* [Try it]: Return the records below exactly as they are written.

* [Materials provided]:
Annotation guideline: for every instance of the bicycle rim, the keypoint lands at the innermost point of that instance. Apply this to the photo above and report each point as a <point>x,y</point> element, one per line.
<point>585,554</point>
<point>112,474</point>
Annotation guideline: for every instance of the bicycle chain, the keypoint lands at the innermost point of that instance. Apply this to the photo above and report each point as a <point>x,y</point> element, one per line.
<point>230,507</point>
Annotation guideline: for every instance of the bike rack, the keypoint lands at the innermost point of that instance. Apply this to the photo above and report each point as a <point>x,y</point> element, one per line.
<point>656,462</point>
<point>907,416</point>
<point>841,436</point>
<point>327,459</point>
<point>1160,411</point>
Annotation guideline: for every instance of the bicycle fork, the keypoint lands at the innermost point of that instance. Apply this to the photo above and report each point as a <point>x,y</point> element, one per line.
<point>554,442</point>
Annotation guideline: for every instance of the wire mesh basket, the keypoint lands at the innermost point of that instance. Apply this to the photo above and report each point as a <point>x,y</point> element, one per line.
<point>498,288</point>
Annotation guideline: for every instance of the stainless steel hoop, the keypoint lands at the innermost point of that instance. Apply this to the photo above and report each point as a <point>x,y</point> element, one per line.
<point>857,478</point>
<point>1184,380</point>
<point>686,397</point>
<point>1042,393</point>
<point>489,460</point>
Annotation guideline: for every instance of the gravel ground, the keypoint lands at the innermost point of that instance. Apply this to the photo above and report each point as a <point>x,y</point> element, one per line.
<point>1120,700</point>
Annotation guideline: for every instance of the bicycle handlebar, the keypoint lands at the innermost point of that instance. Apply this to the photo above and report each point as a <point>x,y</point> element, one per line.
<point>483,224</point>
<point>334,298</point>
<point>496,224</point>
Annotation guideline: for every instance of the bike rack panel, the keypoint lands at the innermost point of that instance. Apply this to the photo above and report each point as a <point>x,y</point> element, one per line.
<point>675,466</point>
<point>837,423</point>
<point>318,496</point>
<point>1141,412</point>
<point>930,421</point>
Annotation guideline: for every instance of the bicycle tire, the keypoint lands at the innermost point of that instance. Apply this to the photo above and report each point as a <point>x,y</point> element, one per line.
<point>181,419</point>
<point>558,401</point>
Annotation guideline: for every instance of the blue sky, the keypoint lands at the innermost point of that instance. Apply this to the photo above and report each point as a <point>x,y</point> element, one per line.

* [Response area]:
Annotation guideline: for every instance of the bicycle rim, the keypoint lands at the innermost point of that instance. Apply this to the photo above and report each point as a <point>x,y</point> element, one per line.
<point>585,554</point>
<point>112,474</point>
Annotation guideline: for every instance of the bicycle chain, the keypoint lands at the innermost point of that instance. Apply this to the photo above and report each point as a <point>x,y</point> element, one per line.
<point>230,507</point>
Annotation guideline: for every instance of the bike rack, the keypoint lands at the innermost point of that instance. Apply this to the photo above and report each point as a <point>x,y</point> element, one per line.
<point>656,462</point>
<point>907,416</point>
<point>841,436</point>
<point>327,459</point>
<point>1160,411</point>
Annotation guideline: for every instance of the bicycle fork, the keypoint lands at the innermost point of that instance. Apply this to the photo above and report each point as a <point>x,y</point> element, one per line.
<point>554,442</point>
Annotation guideline: for every instance of the wire mesh basket, the keypoint lands at the innermost point of that instance. Apply this to the photo above and report each point as a <point>x,y</point> element, one per line.
<point>498,288</point>
Annotation guideline: for every instance of the stainless steel hoop, the keypoint lands at the innermost point of that instance. Apply this to the photo above and report each point as a <point>x,y</point> element, one per line.
<point>857,478</point>
<point>1184,380</point>
<point>686,397</point>
<point>1042,393</point>
<point>489,460</point>
Annotation guideline: for every instance of the gravel ground, the keypoint lands at the innermost point of that instance. Apply this to the photo above and report each point as a <point>x,y</point> element, one per line.
<point>1120,700</point>
Annotation guideline: for every instance of the bicycle handlebar, the keypoint lands at the innermost point of that instance. Apply this to the photo above and report each point as a <point>x,y</point> element, one per line.
<point>483,224</point>
<point>334,298</point>
<point>496,224</point>
Annotation guideline: for every instance of the bike rack panel, the keypoint lands at the innermost point of that instance. Apply this to the photo above and report each point as a <point>x,y</point> element, one per line.
<point>675,466</point>
<point>837,423</point>
<point>318,496</point>
<point>1141,412</point>
<point>930,421</point>
Annotation guideline: for every instance of the bicycle tire, the keypoint lands at the innermost point of that instance. Apply this to the photo above and report each point as a <point>x,y</point> element, one per line.
<point>181,419</point>
<point>558,401</point>
Annotation guideline: for every instance of the blue sky, the keypoint lands at the innermost point of that instance. Apply this to the photo above and report each point as a <point>x,y</point> element, one per line.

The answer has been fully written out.